TEXTO FORNECIDO:

Valter Hugo Mãe

De regresso à pandemia


Rubrica "Cidadania Impura", de Valter Hugo Mãe.

Na verdade, enquanto o Governo se manteve a pedir apenas responsabilidade quis desresponsabilizar-se de tomar medidas que, claro está, propendem para ser impopulares.

Não havia terminado, mas é verdade que para uma vasta maioria a pandemia se tornara algo especulativo, um tópico para opiniões sem demasiado compromisso. Afinal, a economia não pode parar e os efeitos do isolamento não podem significar o colapso profissional e o fim da maturação escolar de tantos milhões. Julgo, contudo, que ninguém quis ser avisado de que, na verdade, isolamento é sobretudo cuidado, não é deixar de trabalhar ou de estudar. É usar máscara (saber que máscaras são seguras e não cair no engodo dos paninhos enfeitados que caem do nariz), é higienizar as mãos, cumprir dois metros de distância. Isolamento passou a ser consciência de uso da normalidade possível, não implica ausência ou confinamento absoluto. Significa contenção e respeito.

Claro que do Governo, uma e outra vez, se esperava uma comunicação mais assertiva, onde não basta que António Costa peça uma conduta responsável a todos. Não é assim que resolve a pandemia, como não é assim que resolve a corrupção, o furto ou o roubo, a infracção no trânsito ou a má inclinação clubística. A prevaricação que a lei sanciona não acaba com a ternura de se pedir respeito. Julgar que com um pedido assim se está a agir contra uma pandemia tem de ser um placebo que engana os que querem muito ser enganados. Na verdade, enquanto o Governo se manteve a pedir apenas responsabilidade quis desresponsabilizar-se de tomar medidas que, claro está, propendem para ser impopulares.

COMPLETE O SEGUINTE:
1. Indique se cada afirmação concorda com o texto sobre a pandemia, respondendo sim ou não e citando literalmente as palavras do texto que o decidem: (a) isolamento significa deixar de trabalhar ou de estudar; (b) deve cumprir-se uma distância de dois metros; (c) esperava-se do Governo uma comunicação mais assertiva.
2. Extraia do texto sobre a pandemia o trecho que começa em "Não havia terminado, mas" e termina em "contenção e respeito.".
Os dados constituem material à parte, sem relação com o texto.

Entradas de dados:
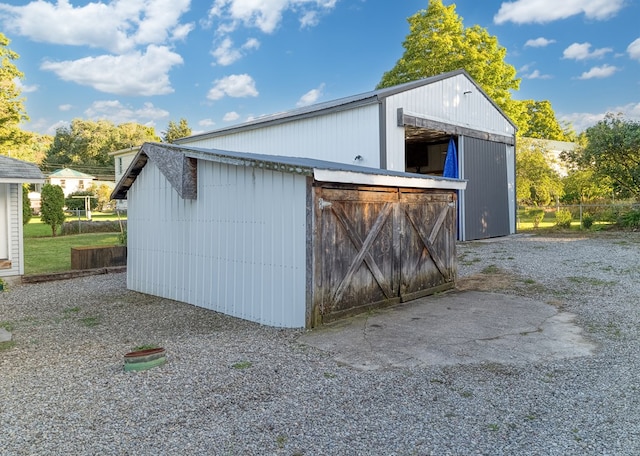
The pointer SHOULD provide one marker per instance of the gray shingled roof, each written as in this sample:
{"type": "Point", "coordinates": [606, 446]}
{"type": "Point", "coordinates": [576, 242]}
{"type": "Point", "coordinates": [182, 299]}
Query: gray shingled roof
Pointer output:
{"type": "Point", "coordinates": [12, 170]}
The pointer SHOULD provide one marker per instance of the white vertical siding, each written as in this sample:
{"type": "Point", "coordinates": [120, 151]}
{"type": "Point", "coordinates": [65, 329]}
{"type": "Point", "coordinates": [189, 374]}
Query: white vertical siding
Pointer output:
{"type": "Point", "coordinates": [336, 136]}
{"type": "Point", "coordinates": [443, 101]}
{"type": "Point", "coordinates": [511, 183]}
{"type": "Point", "coordinates": [12, 225]}
{"type": "Point", "coordinates": [239, 248]}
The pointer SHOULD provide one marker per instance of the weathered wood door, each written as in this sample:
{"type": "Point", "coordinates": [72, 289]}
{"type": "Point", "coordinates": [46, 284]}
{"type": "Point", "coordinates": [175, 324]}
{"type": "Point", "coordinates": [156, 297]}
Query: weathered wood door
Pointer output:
{"type": "Point", "coordinates": [378, 246]}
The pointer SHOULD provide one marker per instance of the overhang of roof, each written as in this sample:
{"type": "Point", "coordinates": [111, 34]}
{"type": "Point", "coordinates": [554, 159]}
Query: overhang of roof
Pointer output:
{"type": "Point", "coordinates": [179, 169]}
{"type": "Point", "coordinates": [179, 165]}
{"type": "Point", "coordinates": [13, 171]}
{"type": "Point", "coordinates": [375, 96]}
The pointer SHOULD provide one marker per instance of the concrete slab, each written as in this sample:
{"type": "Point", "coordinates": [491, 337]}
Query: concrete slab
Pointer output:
{"type": "Point", "coordinates": [453, 328]}
{"type": "Point", "coordinates": [5, 336]}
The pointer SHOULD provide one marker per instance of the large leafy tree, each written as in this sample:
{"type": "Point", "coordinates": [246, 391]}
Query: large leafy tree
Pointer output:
{"type": "Point", "coordinates": [86, 144]}
{"type": "Point", "coordinates": [537, 182]}
{"type": "Point", "coordinates": [541, 122]}
{"type": "Point", "coordinates": [12, 111]}
{"type": "Point", "coordinates": [612, 152]}
{"type": "Point", "coordinates": [438, 42]}
{"type": "Point", "coordinates": [176, 131]}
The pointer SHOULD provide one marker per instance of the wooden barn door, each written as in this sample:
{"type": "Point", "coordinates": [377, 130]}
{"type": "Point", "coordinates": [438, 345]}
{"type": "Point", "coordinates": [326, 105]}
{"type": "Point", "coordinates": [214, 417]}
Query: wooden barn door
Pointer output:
{"type": "Point", "coordinates": [428, 243]}
{"type": "Point", "coordinates": [375, 247]}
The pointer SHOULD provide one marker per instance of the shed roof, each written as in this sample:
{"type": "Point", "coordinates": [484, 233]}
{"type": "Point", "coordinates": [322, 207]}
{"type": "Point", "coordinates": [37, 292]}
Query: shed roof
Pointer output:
{"type": "Point", "coordinates": [68, 173]}
{"type": "Point", "coordinates": [179, 165]}
{"type": "Point", "coordinates": [18, 171]}
{"type": "Point", "coordinates": [372, 97]}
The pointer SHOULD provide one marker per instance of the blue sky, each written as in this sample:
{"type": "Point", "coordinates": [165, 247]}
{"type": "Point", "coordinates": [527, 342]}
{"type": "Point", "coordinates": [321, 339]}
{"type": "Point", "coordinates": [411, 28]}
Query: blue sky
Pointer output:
{"type": "Point", "coordinates": [220, 62]}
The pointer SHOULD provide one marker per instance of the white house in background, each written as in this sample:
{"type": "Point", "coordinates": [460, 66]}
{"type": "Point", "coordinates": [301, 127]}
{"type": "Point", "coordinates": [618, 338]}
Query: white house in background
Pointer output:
{"type": "Point", "coordinates": [552, 150]}
{"type": "Point", "coordinates": [13, 173]}
{"type": "Point", "coordinates": [71, 180]}
{"type": "Point", "coordinates": [122, 159]}
{"type": "Point", "coordinates": [405, 128]}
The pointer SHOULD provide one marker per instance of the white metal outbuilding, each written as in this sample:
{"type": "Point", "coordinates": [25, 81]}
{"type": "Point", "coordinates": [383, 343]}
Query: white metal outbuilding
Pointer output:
{"type": "Point", "coordinates": [403, 128]}
{"type": "Point", "coordinates": [13, 174]}
{"type": "Point", "coordinates": [282, 241]}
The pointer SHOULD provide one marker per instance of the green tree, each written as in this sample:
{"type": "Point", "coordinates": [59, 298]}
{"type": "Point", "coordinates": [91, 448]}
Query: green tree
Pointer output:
{"type": "Point", "coordinates": [540, 122]}
{"type": "Point", "coordinates": [87, 143]}
{"type": "Point", "coordinates": [176, 131]}
{"type": "Point", "coordinates": [52, 212]}
{"type": "Point", "coordinates": [12, 111]}
{"type": "Point", "coordinates": [26, 205]}
{"type": "Point", "coordinates": [438, 42]}
{"type": "Point", "coordinates": [612, 151]}
{"type": "Point", "coordinates": [77, 204]}
{"type": "Point", "coordinates": [537, 182]}
{"type": "Point", "coordinates": [581, 186]}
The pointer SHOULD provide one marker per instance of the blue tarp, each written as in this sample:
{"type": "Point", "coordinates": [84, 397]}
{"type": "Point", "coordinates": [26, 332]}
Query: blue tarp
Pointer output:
{"type": "Point", "coordinates": [451, 162]}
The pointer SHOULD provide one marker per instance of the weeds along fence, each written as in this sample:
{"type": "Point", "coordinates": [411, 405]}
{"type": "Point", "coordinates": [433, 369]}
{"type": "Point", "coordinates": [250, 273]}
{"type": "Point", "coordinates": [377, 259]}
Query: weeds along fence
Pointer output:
{"type": "Point", "coordinates": [589, 213]}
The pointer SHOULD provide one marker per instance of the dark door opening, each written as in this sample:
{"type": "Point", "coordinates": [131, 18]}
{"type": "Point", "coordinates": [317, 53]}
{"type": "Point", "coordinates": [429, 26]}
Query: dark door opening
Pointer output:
{"type": "Point", "coordinates": [425, 150]}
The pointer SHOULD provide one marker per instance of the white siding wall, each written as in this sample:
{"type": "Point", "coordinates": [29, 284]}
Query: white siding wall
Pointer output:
{"type": "Point", "coordinates": [239, 248]}
{"type": "Point", "coordinates": [13, 208]}
{"type": "Point", "coordinates": [443, 101]}
{"type": "Point", "coordinates": [337, 137]}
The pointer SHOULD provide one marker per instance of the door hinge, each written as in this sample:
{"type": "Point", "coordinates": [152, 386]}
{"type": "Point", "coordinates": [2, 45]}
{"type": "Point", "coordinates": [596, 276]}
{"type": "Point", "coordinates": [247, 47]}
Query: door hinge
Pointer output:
{"type": "Point", "coordinates": [323, 204]}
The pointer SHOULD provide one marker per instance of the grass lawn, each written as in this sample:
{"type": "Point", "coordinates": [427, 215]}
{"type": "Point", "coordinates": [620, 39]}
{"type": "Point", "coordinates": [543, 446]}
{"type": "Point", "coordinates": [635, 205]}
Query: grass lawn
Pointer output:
{"type": "Point", "coordinates": [44, 253]}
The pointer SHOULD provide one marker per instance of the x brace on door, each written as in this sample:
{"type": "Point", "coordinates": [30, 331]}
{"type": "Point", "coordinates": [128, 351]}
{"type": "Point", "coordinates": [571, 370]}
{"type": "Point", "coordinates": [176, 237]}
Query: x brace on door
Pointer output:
{"type": "Point", "coordinates": [428, 241]}
{"type": "Point", "coordinates": [363, 250]}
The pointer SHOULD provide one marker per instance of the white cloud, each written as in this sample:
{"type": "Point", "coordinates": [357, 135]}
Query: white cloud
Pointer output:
{"type": "Point", "coordinates": [24, 88]}
{"type": "Point", "coordinates": [583, 120]}
{"type": "Point", "coordinates": [537, 75]}
{"type": "Point", "coordinates": [634, 50]}
{"type": "Point", "coordinates": [225, 54]}
{"type": "Point", "coordinates": [206, 123]}
{"type": "Point", "coordinates": [118, 26]}
{"type": "Point", "coordinates": [231, 116]}
{"type": "Point", "coordinates": [266, 15]}
{"type": "Point", "coordinates": [118, 113]}
{"type": "Point", "coordinates": [582, 51]}
{"type": "Point", "coordinates": [542, 11]}
{"type": "Point", "coordinates": [130, 74]}
{"type": "Point", "coordinates": [539, 42]}
{"type": "Point", "coordinates": [600, 72]}
{"type": "Point", "coordinates": [310, 97]}
{"type": "Point", "coordinates": [236, 86]}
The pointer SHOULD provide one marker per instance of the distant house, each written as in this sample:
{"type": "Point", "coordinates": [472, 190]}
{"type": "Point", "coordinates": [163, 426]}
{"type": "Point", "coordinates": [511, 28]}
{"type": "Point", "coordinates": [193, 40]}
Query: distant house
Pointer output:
{"type": "Point", "coordinates": [71, 180]}
{"type": "Point", "coordinates": [13, 173]}
{"type": "Point", "coordinates": [552, 150]}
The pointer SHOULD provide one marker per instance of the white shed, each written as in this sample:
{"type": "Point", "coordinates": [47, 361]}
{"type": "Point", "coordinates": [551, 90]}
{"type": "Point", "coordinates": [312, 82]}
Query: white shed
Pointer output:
{"type": "Point", "coordinates": [13, 173]}
{"type": "Point", "coordinates": [401, 128]}
{"type": "Point", "coordinates": [288, 242]}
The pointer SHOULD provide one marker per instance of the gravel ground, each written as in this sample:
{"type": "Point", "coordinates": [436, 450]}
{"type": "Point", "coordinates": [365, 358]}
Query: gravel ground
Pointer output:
{"type": "Point", "coordinates": [232, 387]}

RESPOSTAS ESPERADAS:
1.
(a) Não: «isolamento é sobretudo cuidado, não é deixar de trabalhar ou de estudar».
(b) Sim: «cumprir dois metros de distância».
(c) Sim: «se esperava uma comunicação mais assertiva».

2.
Não havia terminado, mas é verdade que para uma vasta maioria a pandemia se tornara algo especulativo, um tópico para opiniões sem demasiado compromisso. Afinal, a economia não pode parar e os efeitos do isolamento não podem significar o colapso profissional e o fim da maturação escolar de tantos milhões. Julgo, contudo, que ninguém quis ser avisado de que, na verdade, isolamento é sobretudo cuidado, não é deixar de trabalhar ou de estudar. É usar máscara (saber que máscaras são seguras e não cair no engodo dos paninhos enfeitados que caem do nariz), é higienizar as mãos, cumprir dois metros de distância. Isolamento passou a ser consciência de uso da normalidade possível, não implica ausência ou confinamento absoluto. Significa contenção e respeito.